This incremental annexation mirrors tactics used in the West Bank, where settlements gradually erode Palestinian contiguity.
Humanitarian Catastrophe: Starvation, Displacement, and Collapsing Infrastructure
Aid Blockade and Famine Conditions
A month-long Israeli blockade since March 2 has severed Gaza’s lifelines:
Food Insecurity
All UN bakeries have closed due to flour shortages, leaving families like Mohammed al-Kurd’s 12 children to “go to bed without dinner”.
Medical Collapse
Hospitals operate without antibiotics, oxygen, or blood pressure cuffs, with 138 injuries reported daily amid dwindling supplies.
Water and Sanitation
Only 10% of needed clean water reaches Gaza, forcing civilians to drink contaminated supplies.
The UN reports that 60% of Gaza is now a “no-go zone” due to evacuation orders, trapping thousands under rubble without rescue access.
Casualties and War Crimes Allegations
The Gaza Health Ministry reports 1,163 deaths since March 18, including 97 in the past 24 hours from strikes on homes, clinics, and displacement camps. Notable incidents include:
Khan Younis
A single airstrike killed 14, including five children and four women from one family.
Gaza City
21 bodies, seven children among them, were brought to Ahli Hospital after overnight strikes.
Al-Mawasi “Safe Zone”: Israeli attacks targeted displaced families, killing nine in a UNRWA clinic.
The UN Independent Commission accuses Israel of “starvation as a method of warfare” and deliberate targeting of medical personnel—a violation of the Geneva Conventions.

**Activity 1**
Based on the excerpt on conditions in Gaza, decide whether each statement agrees with the text: (a) The Israeli blockade began on March 2; (b) Half of the clean water Gaza needs reaches it; (c) Nine people were killed in a UNRWA clinic in the Al-Mawasi "Safe Zone." Answer yes or no for each and quote the words of the text that decide it.
**Activity 2**
According to the excerpt on conditions in Gaza, to which hospital were 21 bodies brought after overnight strikes in Gaza City?

[Point localization data]
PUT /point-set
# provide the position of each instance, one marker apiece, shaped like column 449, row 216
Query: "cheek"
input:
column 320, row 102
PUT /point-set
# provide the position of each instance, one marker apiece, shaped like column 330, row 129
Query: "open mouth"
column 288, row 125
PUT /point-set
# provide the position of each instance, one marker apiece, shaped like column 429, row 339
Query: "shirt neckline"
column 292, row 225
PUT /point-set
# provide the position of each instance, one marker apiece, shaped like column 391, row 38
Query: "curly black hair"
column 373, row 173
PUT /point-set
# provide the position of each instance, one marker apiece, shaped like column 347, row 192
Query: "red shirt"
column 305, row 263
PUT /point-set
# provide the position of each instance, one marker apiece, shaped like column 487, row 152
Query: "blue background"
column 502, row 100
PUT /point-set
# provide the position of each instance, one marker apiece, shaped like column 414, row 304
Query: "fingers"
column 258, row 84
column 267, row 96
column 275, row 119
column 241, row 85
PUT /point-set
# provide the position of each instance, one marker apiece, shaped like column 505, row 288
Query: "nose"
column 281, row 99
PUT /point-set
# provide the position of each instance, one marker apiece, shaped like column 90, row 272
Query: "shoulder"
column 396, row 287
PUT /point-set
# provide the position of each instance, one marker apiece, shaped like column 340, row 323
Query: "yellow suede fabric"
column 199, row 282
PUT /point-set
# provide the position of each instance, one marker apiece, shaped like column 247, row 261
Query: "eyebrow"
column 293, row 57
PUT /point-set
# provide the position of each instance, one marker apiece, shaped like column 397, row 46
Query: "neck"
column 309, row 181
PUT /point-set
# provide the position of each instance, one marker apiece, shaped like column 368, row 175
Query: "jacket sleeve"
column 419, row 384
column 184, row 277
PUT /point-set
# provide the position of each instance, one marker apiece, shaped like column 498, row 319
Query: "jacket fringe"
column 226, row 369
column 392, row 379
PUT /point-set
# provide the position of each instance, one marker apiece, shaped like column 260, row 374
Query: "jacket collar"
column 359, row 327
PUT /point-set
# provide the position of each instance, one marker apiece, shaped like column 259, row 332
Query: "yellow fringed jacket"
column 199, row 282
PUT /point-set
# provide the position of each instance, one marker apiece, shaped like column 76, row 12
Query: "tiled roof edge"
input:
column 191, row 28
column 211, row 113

**Written answer 1**
(a) Yes: "A month-long Israeli blockade since March 2 has severed Gaza’s lifelines"
(b) No: "Only 10% of needed clean water reaches Gaza"
(c) Yes: "Israeli attacks targeted displaced families, killing nine in a UNRWA clinic."

**Written answer 2**
Ahli Hospital.